## WORK INSTRUCTION
Extract everything from "A brilliantly pessimistic" down to "are taken alive." in the Munich review, copying it word for word.

## TEXT PASSAGE
*** Begin section ***
Saturday, 1 March 2014
Movie Review: Munich (2005)
A brilliantly pessimistic action drama centering on the Middle East conflict between Israel and the Palestinians in the aftermath of the 1972 Olympics, Munich is about the limits of bitter bloodlust.
At the 1972 Munich Olympic Games, Palestinian terrorists belonging to the Black September group storm the Olympic Village, shoot and kill two Israeli athletes and take nine more as hostages. A botched rescue attempt by German authorities ends in tragedy: all the hostages are killed, as well as five of the attackers. Three are taken alive.
In response, Israel activates a death squad to find and eliminate Europe-based Palestinians connected with the Munich plot. Mossad agent Avner Kaufman (Eric Bana), married to a very pregnant Daphna (Ayelet Zurer), is selected to lead the black ops mission, and is given the names of eleven Palestinians to kill. Avner's handler and only subsequent link to the Israeli government is Ephraim (Geoffrey Rush), while his fellow squad members are the supposed explosives expert Robert (Mathieu Kassovitz), the South African Steve (Daniel Craig), the self-designated "cleaner" Carl (CiarĂ¡n Hinds), and document forger Hans (Hanns Zischler).
*** End section ***
## Dataset records
*** Begin section ***
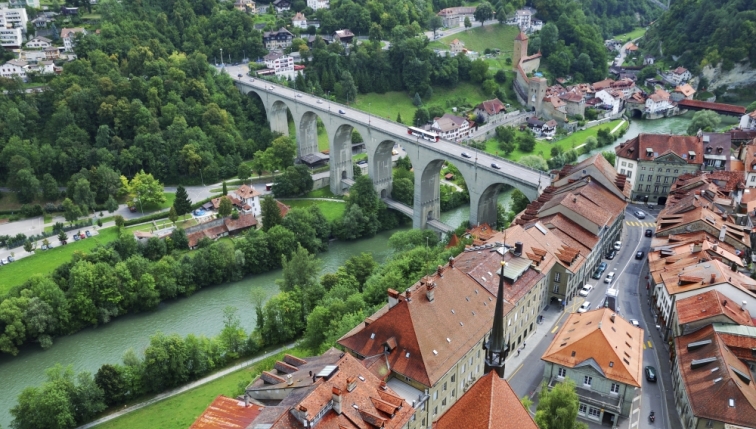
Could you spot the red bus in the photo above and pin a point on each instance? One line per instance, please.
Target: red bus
(425, 135)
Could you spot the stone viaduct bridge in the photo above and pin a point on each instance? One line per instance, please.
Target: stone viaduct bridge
(483, 181)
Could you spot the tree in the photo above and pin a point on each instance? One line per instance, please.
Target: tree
(526, 142)
(111, 204)
(519, 201)
(557, 408)
(483, 12)
(71, 211)
(172, 215)
(270, 213)
(144, 187)
(534, 161)
(704, 120)
(610, 156)
(225, 207)
(182, 203)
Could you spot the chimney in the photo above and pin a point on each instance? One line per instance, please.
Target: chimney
(336, 397)
(393, 297)
(351, 383)
(429, 291)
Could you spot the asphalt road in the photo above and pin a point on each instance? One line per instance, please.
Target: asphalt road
(630, 279)
(451, 151)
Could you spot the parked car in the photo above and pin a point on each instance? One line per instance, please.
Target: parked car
(650, 373)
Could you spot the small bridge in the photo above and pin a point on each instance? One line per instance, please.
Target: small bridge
(721, 108)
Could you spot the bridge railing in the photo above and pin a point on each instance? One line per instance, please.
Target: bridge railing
(336, 103)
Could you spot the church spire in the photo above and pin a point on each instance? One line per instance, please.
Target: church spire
(497, 348)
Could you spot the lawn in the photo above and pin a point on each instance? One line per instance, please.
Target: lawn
(479, 39)
(638, 32)
(331, 210)
(180, 411)
(543, 147)
(47, 261)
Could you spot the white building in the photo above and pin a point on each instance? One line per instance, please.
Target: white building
(13, 18)
(318, 4)
(68, 35)
(299, 21)
(11, 37)
(612, 98)
(451, 127)
(658, 101)
(39, 43)
(13, 69)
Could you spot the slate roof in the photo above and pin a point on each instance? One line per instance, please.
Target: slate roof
(226, 413)
(490, 403)
(615, 346)
(711, 385)
(709, 304)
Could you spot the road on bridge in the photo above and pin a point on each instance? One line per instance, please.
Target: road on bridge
(451, 151)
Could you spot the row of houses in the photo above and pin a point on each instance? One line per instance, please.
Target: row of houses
(700, 292)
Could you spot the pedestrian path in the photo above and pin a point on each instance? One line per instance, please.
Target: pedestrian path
(639, 223)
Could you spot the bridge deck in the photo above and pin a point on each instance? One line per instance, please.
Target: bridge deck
(726, 109)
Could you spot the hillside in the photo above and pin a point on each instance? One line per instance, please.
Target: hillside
(706, 32)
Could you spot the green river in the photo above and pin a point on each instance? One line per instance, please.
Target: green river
(202, 313)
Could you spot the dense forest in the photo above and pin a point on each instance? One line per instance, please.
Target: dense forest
(706, 33)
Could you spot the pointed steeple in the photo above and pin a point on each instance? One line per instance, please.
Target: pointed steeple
(497, 348)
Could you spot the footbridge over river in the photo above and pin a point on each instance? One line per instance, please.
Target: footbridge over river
(380, 135)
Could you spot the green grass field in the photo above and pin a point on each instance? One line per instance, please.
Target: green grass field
(180, 411)
(331, 210)
(47, 261)
(543, 148)
(479, 39)
(626, 37)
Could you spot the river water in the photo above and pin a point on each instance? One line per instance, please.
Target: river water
(202, 313)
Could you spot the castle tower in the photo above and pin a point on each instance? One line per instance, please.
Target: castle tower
(520, 49)
(496, 347)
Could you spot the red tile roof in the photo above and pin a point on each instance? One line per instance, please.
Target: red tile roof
(711, 385)
(709, 304)
(226, 413)
(615, 345)
(490, 403)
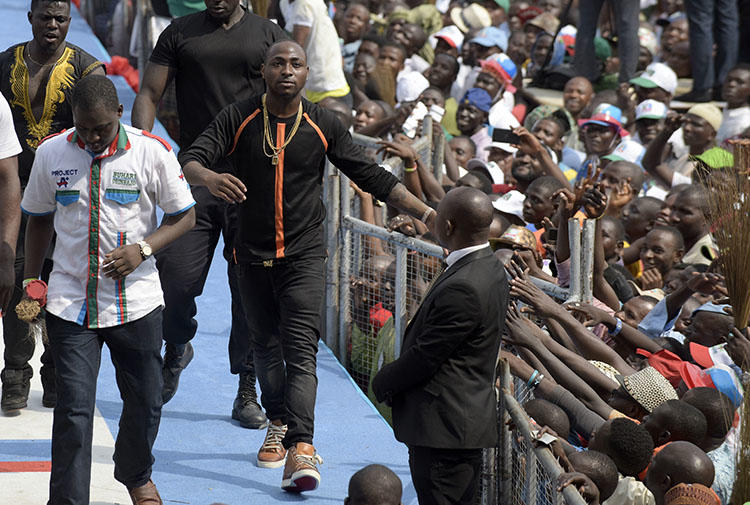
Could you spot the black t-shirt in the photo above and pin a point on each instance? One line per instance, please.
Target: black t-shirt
(214, 66)
(57, 114)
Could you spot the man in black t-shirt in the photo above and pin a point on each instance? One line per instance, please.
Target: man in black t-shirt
(214, 56)
(37, 79)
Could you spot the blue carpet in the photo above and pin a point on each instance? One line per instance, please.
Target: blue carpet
(201, 455)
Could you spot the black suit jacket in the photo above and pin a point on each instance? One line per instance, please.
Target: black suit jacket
(441, 386)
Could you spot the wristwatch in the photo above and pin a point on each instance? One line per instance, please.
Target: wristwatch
(145, 249)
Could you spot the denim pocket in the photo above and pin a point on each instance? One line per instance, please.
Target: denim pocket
(122, 196)
(67, 196)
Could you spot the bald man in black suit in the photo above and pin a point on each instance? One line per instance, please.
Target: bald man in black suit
(441, 387)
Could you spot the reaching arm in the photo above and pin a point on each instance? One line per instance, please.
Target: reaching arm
(155, 80)
(10, 220)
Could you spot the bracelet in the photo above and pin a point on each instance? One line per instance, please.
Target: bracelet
(618, 328)
(426, 214)
(531, 379)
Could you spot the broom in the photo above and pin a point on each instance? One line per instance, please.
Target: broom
(729, 205)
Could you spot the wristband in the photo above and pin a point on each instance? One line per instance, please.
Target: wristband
(426, 214)
(618, 328)
(531, 379)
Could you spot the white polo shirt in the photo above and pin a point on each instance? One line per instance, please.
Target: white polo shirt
(101, 203)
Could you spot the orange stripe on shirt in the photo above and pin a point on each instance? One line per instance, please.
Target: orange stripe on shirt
(317, 129)
(279, 191)
(241, 128)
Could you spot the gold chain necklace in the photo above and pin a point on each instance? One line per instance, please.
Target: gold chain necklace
(268, 138)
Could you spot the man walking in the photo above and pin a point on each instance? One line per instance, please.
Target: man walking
(37, 79)
(441, 387)
(277, 144)
(104, 287)
(214, 57)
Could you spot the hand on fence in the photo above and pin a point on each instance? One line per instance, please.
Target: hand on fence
(585, 486)
(590, 316)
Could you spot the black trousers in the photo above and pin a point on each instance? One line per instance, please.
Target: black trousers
(445, 476)
(135, 348)
(183, 267)
(19, 348)
(283, 303)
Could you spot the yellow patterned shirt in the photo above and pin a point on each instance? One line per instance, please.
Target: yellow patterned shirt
(57, 115)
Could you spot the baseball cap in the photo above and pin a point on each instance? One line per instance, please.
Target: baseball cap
(709, 112)
(650, 109)
(491, 36)
(648, 387)
(471, 17)
(627, 150)
(606, 115)
(657, 75)
(501, 66)
(452, 35)
(479, 98)
(511, 203)
(546, 21)
(515, 236)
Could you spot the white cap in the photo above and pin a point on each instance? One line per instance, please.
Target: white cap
(657, 75)
(650, 109)
(452, 36)
(510, 203)
(627, 150)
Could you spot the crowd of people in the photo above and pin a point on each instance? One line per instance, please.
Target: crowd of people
(549, 111)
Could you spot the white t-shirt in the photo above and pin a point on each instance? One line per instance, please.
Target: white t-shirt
(322, 47)
(733, 123)
(9, 145)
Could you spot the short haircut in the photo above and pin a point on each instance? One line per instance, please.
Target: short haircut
(546, 413)
(546, 183)
(374, 485)
(598, 467)
(35, 3)
(630, 446)
(671, 230)
(94, 91)
(686, 422)
(485, 182)
(619, 229)
(715, 406)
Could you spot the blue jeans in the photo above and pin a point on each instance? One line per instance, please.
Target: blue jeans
(76, 351)
(707, 18)
(283, 304)
(626, 25)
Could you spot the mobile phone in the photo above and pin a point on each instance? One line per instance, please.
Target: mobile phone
(505, 136)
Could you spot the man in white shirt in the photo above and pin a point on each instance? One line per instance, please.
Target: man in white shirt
(97, 187)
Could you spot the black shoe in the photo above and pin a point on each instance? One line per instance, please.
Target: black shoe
(175, 361)
(696, 96)
(49, 396)
(16, 385)
(246, 409)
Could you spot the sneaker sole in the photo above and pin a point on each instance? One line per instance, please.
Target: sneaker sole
(270, 464)
(301, 481)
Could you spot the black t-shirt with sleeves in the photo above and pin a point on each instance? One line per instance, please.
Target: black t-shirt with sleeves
(214, 66)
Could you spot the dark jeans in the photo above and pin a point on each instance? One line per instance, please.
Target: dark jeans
(183, 266)
(283, 304)
(135, 348)
(708, 19)
(19, 347)
(445, 476)
(626, 24)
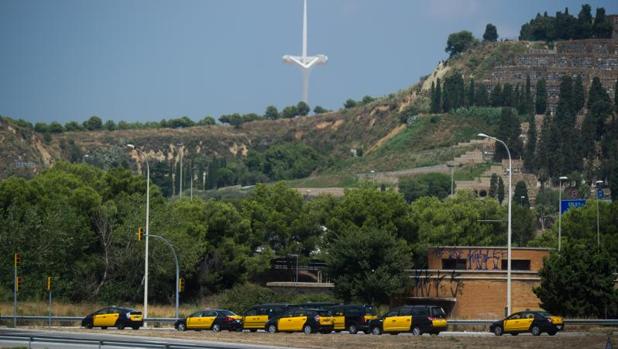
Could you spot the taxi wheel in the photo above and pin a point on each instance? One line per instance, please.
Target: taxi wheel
(352, 329)
(498, 331)
(216, 328)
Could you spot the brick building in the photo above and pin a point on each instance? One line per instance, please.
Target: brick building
(469, 282)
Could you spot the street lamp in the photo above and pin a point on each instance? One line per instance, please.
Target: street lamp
(597, 184)
(147, 224)
(509, 231)
(562, 178)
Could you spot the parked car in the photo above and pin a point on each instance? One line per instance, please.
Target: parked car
(535, 322)
(210, 319)
(301, 319)
(114, 317)
(417, 319)
(353, 318)
(257, 316)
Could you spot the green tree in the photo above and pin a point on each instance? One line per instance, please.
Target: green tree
(93, 123)
(271, 112)
(500, 191)
(569, 278)
(366, 265)
(302, 108)
(520, 196)
(530, 162)
(460, 42)
(491, 33)
(541, 97)
(430, 184)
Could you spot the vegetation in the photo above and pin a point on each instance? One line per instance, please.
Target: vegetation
(564, 26)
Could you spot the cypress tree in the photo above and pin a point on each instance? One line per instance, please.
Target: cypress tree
(470, 95)
(541, 97)
(493, 185)
(438, 96)
(596, 93)
(481, 96)
(500, 190)
(496, 96)
(578, 95)
(530, 153)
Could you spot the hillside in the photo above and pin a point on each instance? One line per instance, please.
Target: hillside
(348, 142)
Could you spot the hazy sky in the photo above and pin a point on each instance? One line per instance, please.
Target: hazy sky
(151, 59)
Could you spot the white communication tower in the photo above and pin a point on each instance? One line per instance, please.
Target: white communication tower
(305, 62)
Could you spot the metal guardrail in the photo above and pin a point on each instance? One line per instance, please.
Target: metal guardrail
(170, 320)
(30, 339)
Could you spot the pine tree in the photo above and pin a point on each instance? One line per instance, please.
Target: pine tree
(500, 191)
(541, 97)
(530, 153)
(493, 185)
(578, 95)
(496, 96)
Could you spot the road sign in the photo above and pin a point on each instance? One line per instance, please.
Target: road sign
(572, 203)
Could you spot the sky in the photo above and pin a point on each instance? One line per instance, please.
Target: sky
(145, 60)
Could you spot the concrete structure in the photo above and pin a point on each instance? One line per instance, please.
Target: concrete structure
(469, 282)
(305, 62)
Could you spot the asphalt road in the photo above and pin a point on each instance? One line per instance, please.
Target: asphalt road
(53, 339)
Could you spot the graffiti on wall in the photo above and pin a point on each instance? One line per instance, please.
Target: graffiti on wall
(476, 258)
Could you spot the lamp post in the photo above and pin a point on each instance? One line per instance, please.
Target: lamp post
(509, 231)
(147, 224)
(169, 244)
(562, 178)
(597, 184)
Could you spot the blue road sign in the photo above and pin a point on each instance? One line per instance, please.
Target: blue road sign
(572, 203)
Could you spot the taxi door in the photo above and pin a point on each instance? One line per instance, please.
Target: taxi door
(389, 324)
(511, 324)
(193, 321)
(338, 318)
(526, 322)
(100, 318)
(255, 318)
(207, 319)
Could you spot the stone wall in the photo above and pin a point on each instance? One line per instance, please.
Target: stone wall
(587, 58)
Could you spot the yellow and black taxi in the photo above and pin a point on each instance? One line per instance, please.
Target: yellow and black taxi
(210, 319)
(417, 319)
(301, 320)
(535, 322)
(256, 317)
(353, 318)
(114, 317)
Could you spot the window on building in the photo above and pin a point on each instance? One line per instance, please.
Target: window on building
(517, 264)
(454, 264)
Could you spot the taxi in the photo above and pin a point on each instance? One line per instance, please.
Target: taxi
(210, 319)
(301, 320)
(114, 317)
(256, 317)
(535, 322)
(353, 318)
(417, 319)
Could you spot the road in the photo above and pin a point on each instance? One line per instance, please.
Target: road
(54, 339)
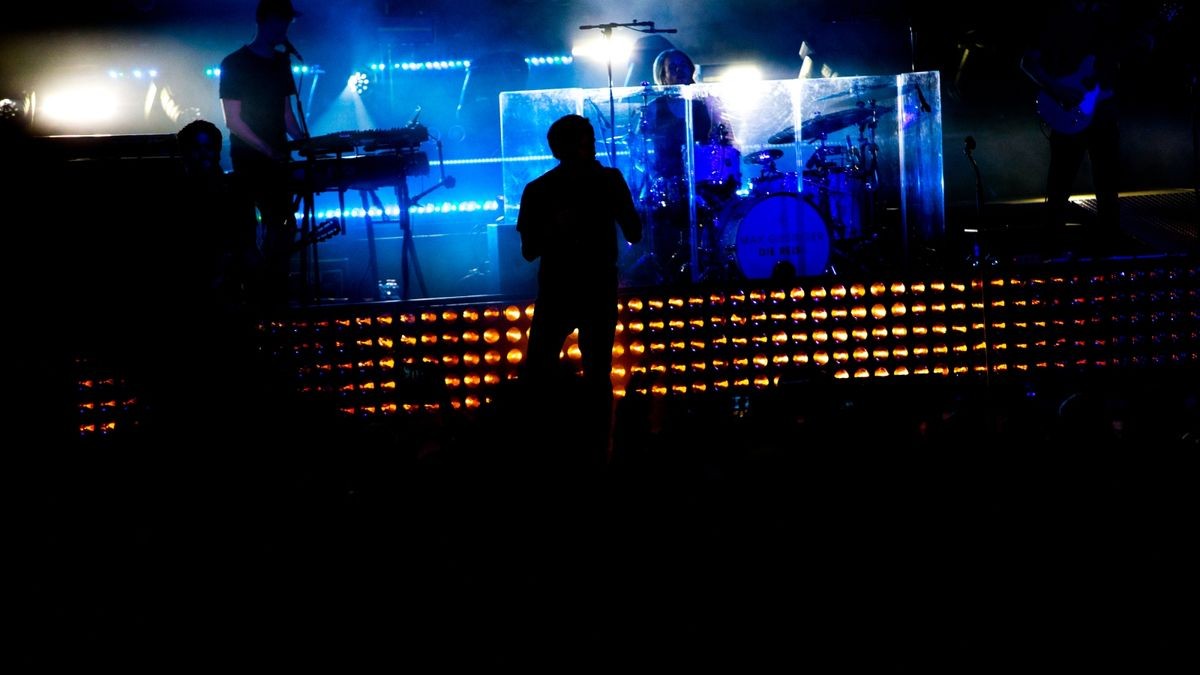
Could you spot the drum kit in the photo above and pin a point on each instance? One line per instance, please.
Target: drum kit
(786, 225)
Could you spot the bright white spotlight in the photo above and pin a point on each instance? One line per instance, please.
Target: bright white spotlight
(359, 82)
(600, 49)
(730, 72)
(82, 106)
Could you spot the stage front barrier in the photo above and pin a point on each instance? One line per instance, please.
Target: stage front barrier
(784, 179)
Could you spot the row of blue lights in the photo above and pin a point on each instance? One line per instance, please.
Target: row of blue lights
(417, 66)
(393, 210)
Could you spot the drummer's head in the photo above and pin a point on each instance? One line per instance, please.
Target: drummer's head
(571, 138)
(673, 66)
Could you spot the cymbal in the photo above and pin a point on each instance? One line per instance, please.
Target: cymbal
(831, 123)
(859, 91)
(763, 157)
(786, 135)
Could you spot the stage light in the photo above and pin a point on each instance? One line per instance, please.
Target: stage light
(359, 82)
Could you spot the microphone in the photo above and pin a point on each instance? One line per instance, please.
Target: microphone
(288, 48)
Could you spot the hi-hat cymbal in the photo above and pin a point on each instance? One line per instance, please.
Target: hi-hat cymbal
(831, 123)
(786, 135)
(763, 157)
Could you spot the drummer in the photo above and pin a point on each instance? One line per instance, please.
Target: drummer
(666, 132)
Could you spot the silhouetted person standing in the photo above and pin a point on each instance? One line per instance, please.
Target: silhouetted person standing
(569, 219)
(258, 99)
(1077, 64)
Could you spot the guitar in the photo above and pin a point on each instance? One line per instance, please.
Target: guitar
(1073, 119)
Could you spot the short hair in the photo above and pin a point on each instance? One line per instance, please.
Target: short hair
(567, 132)
(664, 58)
(189, 136)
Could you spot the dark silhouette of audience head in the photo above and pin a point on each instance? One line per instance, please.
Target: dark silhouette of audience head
(571, 137)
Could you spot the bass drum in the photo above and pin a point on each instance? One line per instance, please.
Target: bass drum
(767, 234)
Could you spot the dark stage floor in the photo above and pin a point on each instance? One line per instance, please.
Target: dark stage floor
(905, 526)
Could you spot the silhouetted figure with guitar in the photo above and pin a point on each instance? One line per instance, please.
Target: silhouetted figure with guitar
(1075, 63)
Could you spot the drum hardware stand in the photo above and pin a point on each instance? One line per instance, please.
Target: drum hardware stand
(606, 29)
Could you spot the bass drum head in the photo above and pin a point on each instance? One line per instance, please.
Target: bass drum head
(775, 231)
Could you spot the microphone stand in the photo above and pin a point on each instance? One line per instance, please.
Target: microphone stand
(408, 252)
(309, 202)
(606, 29)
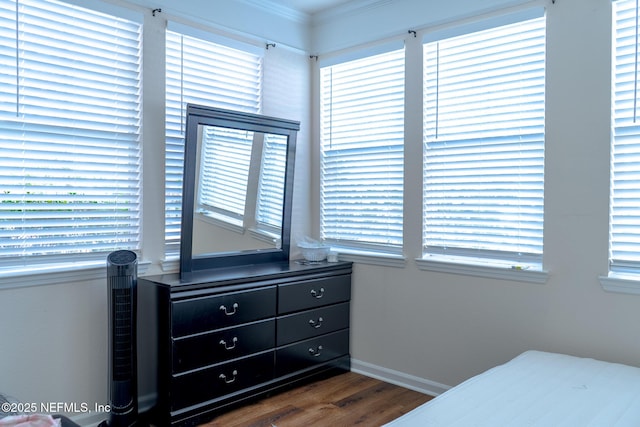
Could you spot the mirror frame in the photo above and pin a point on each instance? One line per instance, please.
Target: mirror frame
(200, 115)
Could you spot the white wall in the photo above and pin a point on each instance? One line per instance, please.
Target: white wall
(424, 325)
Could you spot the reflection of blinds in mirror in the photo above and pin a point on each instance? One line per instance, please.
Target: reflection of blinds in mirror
(271, 187)
(226, 158)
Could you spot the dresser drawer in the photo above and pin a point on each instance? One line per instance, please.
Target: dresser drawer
(312, 323)
(225, 344)
(311, 352)
(218, 311)
(313, 293)
(219, 380)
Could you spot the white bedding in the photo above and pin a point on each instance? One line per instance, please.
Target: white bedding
(537, 389)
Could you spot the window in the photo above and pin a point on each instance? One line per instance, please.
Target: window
(205, 72)
(484, 144)
(69, 131)
(624, 226)
(362, 137)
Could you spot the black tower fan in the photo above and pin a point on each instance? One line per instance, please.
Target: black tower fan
(122, 270)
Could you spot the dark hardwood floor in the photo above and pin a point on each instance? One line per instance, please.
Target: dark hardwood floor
(348, 399)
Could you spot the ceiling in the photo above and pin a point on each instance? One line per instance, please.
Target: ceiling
(309, 6)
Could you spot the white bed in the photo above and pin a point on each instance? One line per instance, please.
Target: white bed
(537, 389)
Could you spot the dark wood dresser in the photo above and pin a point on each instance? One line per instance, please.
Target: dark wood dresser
(229, 335)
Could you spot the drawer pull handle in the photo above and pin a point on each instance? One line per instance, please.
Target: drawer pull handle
(317, 352)
(226, 347)
(316, 324)
(223, 377)
(229, 313)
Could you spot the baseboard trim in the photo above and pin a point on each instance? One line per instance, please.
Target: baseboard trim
(411, 382)
(93, 419)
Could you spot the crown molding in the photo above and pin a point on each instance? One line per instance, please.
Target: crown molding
(353, 7)
(279, 10)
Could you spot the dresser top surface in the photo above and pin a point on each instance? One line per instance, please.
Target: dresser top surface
(253, 272)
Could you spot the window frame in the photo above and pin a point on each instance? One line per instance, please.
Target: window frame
(60, 264)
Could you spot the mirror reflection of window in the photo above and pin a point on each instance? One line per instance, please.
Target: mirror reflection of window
(224, 173)
(271, 187)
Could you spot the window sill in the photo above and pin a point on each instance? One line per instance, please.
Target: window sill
(621, 283)
(374, 258)
(484, 268)
(59, 274)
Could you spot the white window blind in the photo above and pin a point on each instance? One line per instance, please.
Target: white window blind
(362, 137)
(69, 132)
(204, 72)
(625, 173)
(484, 143)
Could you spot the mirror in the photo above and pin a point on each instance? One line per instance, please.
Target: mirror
(237, 189)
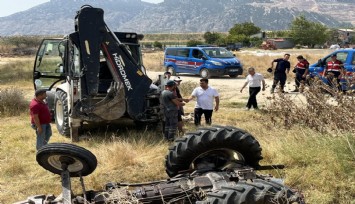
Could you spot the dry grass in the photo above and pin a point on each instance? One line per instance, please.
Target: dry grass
(319, 164)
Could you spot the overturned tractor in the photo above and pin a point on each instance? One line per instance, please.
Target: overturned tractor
(209, 166)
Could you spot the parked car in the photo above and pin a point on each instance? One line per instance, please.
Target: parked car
(205, 61)
(347, 56)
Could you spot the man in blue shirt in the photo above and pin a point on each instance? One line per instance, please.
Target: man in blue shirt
(282, 67)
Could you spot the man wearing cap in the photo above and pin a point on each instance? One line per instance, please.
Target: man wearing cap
(301, 72)
(334, 69)
(170, 104)
(282, 67)
(205, 95)
(40, 118)
(254, 80)
(181, 108)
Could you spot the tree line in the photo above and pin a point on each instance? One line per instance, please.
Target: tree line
(302, 32)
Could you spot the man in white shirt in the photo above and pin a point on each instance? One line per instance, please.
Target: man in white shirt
(205, 95)
(254, 80)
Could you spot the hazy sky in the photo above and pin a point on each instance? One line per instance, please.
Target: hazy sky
(8, 7)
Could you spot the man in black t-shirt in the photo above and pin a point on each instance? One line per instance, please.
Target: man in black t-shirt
(170, 103)
(282, 67)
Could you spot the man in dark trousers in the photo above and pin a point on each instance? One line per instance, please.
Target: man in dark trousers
(282, 67)
(170, 103)
(40, 118)
(254, 80)
(205, 95)
(301, 73)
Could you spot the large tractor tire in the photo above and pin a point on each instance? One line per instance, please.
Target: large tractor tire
(81, 162)
(62, 113)
(215, 146)
(257, 191)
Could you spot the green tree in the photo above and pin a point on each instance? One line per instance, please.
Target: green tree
(211, 38)
(246, 28)
(157, 44)
(193, 43)
(308, 33)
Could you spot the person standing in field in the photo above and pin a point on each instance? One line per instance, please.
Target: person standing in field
(301, 73)
(181, 108)
(254, 80)
(282, 68)
(40, 118)
(205, 95)
(170, 103)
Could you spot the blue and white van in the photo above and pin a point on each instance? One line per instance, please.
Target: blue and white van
(204, 61)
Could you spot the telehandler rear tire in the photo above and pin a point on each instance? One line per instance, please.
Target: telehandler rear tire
(216, 146)
(61, 113)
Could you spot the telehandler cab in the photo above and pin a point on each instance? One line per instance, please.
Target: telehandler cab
(95, 75)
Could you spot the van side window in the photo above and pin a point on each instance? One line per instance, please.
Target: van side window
(170, 52)
(182, 52)
(197, 54)
(342, 56)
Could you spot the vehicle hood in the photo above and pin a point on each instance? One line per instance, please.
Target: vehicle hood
(227, 61)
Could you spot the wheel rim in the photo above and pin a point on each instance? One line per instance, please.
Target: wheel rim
(204, 73)
(75, 166)
(217, 158)
(59, 113)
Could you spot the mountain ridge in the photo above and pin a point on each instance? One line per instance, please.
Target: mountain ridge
(172, 16)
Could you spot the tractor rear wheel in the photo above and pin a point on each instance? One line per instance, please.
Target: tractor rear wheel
(81, 161)
(256, 191)
(214, 147)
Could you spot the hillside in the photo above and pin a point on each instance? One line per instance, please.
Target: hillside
(176, 16)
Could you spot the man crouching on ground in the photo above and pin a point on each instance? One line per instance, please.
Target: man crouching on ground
(171, 104)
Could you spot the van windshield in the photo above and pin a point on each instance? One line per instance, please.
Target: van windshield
(218, 52)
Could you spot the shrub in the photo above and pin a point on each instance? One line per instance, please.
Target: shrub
(327, 110)
(12, 102)
(20, 71)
*** End section ***
## WRITTEN SOLUTION
A brilliantly pessimistic action drama centering on the Middle East conflict between Israel and the Palestinians in the aftermath of the 1972 Olympics, Munich is about the limits of bitter bloodlust.
At the 1972 Munich Olympic Games, Palestinian terrorists belonging to the Black September group storm the Olympic Village, shoot and kill two Israeli athletes and take nine more as hostages. A botched rescue attempt by German authorities ends in tragedy: all the hostages are killed, as well as five of the attackers. Three are taken alive.